▸ Exercise brief
Where the string "railing" occurs in a line of the data below, that line should be copied.

▸ Data excerpts
┄┄┄┄┄┄

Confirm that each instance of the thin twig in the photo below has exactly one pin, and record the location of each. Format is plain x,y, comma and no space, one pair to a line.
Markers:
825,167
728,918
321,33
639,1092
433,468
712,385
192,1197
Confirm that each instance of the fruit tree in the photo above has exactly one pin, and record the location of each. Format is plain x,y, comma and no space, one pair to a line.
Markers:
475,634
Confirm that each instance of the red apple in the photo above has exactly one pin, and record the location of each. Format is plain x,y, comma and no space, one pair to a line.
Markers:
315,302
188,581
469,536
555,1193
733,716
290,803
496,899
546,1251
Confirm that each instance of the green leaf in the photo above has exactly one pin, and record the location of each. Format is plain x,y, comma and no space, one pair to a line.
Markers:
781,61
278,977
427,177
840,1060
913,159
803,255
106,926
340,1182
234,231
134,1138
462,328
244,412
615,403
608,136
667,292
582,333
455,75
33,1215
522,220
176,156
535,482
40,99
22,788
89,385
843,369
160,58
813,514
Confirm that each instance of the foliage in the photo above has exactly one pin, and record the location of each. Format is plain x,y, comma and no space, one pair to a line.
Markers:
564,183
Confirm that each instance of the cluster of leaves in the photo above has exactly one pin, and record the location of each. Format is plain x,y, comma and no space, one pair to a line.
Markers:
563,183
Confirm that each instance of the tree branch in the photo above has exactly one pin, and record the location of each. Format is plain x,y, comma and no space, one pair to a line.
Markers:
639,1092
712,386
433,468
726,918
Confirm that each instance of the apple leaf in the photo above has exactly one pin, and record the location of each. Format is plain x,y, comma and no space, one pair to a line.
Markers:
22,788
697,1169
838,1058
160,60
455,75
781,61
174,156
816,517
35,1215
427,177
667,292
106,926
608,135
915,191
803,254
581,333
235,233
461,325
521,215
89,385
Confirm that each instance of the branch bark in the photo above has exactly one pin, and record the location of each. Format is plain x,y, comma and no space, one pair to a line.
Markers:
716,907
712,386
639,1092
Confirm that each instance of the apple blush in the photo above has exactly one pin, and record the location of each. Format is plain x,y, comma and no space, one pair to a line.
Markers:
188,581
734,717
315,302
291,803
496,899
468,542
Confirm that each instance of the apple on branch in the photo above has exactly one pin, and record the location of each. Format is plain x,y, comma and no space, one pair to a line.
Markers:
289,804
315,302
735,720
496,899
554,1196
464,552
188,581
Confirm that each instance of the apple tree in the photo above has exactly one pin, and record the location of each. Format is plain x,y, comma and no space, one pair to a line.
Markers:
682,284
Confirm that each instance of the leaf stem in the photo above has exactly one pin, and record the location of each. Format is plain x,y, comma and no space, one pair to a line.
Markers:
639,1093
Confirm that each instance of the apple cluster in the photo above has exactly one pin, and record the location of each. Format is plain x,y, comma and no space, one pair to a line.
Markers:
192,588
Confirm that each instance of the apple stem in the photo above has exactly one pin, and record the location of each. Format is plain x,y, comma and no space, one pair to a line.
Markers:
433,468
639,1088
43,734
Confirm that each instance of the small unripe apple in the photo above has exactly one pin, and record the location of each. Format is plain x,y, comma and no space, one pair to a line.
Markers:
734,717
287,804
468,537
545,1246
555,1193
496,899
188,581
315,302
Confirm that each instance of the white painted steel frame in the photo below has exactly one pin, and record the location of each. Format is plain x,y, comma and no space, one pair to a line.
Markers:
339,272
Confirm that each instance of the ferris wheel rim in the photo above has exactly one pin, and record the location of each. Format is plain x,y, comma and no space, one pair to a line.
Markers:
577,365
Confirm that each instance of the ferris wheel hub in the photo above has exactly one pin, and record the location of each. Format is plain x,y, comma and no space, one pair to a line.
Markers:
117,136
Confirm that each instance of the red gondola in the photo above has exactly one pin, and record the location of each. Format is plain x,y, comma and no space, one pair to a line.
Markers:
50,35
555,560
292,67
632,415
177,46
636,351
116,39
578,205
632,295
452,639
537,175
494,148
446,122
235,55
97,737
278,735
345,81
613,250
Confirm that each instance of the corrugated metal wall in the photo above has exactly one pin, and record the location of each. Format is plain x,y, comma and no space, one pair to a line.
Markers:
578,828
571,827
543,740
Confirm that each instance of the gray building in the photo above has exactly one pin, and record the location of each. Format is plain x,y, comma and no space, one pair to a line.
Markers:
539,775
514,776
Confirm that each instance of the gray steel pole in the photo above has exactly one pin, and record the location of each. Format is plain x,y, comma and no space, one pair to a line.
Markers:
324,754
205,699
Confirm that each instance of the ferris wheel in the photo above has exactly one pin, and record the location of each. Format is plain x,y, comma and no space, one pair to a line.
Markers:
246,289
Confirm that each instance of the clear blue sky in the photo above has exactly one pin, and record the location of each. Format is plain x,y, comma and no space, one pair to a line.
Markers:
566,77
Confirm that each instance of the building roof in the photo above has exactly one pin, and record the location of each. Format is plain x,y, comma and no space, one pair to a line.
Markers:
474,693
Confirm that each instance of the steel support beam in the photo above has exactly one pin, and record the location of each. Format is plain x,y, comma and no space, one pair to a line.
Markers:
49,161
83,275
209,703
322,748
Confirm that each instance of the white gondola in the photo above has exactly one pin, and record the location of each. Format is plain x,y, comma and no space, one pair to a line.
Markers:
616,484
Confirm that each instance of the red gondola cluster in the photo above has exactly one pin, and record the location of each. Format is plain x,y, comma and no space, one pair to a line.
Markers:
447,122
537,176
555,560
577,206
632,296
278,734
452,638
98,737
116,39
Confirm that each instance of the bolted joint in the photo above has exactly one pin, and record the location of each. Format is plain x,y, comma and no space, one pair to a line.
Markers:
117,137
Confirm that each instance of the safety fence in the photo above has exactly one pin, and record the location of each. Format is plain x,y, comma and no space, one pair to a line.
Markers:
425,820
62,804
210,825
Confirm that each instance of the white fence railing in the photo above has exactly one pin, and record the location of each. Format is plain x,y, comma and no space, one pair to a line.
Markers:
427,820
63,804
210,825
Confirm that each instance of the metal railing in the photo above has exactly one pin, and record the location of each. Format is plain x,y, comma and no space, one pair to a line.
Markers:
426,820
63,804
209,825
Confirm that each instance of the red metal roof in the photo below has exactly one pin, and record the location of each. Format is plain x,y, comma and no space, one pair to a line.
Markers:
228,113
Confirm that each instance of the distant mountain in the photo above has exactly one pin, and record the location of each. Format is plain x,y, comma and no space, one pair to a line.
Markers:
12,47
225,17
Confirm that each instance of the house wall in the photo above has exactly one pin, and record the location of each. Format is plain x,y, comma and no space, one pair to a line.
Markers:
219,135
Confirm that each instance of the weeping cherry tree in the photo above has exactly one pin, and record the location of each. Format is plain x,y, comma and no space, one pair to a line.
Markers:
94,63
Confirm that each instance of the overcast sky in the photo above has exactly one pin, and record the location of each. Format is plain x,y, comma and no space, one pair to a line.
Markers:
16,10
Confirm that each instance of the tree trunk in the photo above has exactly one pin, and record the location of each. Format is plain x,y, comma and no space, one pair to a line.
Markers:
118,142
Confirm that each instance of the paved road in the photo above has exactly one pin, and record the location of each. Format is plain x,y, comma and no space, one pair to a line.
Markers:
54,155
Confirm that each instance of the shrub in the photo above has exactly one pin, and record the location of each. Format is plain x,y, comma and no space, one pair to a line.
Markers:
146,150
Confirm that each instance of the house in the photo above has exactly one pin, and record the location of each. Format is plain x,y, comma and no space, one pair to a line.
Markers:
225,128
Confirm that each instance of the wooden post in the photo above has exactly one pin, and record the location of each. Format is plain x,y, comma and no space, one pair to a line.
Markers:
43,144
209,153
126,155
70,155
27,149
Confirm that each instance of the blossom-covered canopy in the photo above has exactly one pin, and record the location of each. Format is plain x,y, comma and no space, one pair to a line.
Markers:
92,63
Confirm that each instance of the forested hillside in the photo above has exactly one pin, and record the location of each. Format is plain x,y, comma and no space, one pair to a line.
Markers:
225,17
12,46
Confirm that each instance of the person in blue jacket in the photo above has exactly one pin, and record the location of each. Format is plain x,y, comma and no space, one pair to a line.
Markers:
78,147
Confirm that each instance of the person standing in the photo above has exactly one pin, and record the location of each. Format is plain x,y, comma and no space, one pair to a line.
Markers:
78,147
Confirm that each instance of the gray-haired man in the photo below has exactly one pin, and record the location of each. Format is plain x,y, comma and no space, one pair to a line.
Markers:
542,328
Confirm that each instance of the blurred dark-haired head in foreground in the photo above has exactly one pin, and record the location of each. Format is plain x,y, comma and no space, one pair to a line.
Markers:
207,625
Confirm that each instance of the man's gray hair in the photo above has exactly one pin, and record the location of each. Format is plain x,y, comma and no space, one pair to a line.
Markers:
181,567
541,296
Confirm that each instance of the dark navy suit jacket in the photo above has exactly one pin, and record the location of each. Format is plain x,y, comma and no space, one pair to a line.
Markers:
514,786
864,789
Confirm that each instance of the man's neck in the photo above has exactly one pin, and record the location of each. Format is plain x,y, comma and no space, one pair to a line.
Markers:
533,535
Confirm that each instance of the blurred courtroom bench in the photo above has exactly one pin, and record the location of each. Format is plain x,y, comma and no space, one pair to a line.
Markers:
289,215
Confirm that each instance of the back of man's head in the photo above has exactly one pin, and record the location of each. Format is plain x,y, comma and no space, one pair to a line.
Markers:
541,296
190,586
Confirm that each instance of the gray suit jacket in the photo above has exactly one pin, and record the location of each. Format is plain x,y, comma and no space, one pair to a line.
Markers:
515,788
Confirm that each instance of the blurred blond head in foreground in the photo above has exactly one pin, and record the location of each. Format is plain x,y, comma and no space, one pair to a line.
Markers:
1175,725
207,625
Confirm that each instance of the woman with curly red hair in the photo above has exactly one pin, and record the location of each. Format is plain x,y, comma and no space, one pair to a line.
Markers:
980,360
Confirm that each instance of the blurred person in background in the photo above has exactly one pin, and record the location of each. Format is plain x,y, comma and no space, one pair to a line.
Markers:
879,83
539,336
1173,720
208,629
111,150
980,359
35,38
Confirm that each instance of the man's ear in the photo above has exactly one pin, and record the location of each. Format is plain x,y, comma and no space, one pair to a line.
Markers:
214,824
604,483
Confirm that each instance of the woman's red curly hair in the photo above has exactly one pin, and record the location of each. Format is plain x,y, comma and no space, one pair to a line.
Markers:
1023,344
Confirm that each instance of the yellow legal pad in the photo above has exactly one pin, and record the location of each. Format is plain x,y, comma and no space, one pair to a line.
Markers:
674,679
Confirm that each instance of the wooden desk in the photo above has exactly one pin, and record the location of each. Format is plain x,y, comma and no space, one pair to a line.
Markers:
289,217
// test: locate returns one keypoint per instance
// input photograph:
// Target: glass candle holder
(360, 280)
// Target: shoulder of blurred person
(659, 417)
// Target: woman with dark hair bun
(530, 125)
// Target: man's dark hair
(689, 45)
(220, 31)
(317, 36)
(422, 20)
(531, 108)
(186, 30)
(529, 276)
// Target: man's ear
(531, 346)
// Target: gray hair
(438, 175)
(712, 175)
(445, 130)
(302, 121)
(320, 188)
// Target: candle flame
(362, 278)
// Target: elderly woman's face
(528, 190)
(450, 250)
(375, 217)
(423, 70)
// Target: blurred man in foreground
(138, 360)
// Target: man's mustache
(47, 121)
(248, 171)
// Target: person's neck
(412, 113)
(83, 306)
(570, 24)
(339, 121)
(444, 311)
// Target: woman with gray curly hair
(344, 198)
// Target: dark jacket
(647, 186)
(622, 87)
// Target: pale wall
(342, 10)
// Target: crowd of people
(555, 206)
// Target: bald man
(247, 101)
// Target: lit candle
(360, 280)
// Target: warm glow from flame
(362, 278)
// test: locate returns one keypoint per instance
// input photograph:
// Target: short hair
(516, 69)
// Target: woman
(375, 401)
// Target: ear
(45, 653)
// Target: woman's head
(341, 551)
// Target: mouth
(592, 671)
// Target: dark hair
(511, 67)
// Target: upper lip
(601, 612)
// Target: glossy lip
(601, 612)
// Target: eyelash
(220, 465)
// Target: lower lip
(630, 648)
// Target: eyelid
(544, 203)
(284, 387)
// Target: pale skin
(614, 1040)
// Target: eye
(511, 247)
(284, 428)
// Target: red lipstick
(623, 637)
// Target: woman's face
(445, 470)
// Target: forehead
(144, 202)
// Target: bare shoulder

┄┄┄┄┄┄

▸ Response area
Confirm that each instance of the white fence railing in the photo above has exactly one pin, and record the location of each. Format is plain x,y, comma and no space, one pair to a line.
Confirm that each instance of the metal railing in the photo above has exactly one pin, and record the location of each. Format is plain x,y, comma and no space, one pair to a line.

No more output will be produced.